▶ REQUIREMENT
Identify every line in the records below that contains the string "dodgers", treating case as significant, and copy each such line.

begin GIVEN RECORDS

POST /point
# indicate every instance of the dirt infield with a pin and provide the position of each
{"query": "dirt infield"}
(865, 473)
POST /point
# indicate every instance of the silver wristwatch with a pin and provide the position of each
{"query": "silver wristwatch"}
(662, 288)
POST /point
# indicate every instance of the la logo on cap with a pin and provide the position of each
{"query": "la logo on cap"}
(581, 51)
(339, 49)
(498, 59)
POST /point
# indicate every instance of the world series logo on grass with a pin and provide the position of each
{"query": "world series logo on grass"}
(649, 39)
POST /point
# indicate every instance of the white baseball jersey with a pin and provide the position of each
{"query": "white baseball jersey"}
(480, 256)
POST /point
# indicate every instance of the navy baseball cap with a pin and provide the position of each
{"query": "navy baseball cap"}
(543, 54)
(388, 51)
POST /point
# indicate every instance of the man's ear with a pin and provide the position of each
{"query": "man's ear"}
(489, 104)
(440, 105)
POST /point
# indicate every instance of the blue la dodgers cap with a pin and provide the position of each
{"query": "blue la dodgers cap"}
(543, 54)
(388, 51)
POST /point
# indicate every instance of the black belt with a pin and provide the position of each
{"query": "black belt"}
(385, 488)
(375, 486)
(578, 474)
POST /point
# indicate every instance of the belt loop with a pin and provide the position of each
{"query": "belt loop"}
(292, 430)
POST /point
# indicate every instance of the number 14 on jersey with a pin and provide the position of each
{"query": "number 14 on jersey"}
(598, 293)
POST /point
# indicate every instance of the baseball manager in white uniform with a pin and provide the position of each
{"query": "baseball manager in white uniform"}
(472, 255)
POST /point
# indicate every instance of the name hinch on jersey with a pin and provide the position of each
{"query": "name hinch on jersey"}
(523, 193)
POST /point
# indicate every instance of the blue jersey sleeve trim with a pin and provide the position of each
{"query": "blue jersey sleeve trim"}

end GIVEN RECORDS

▶ SOLVED EXERCISE
# indicate every instance of the blue la dodgers cap with a pin and provide the position of each
{"query": "blue la dodgers cap"}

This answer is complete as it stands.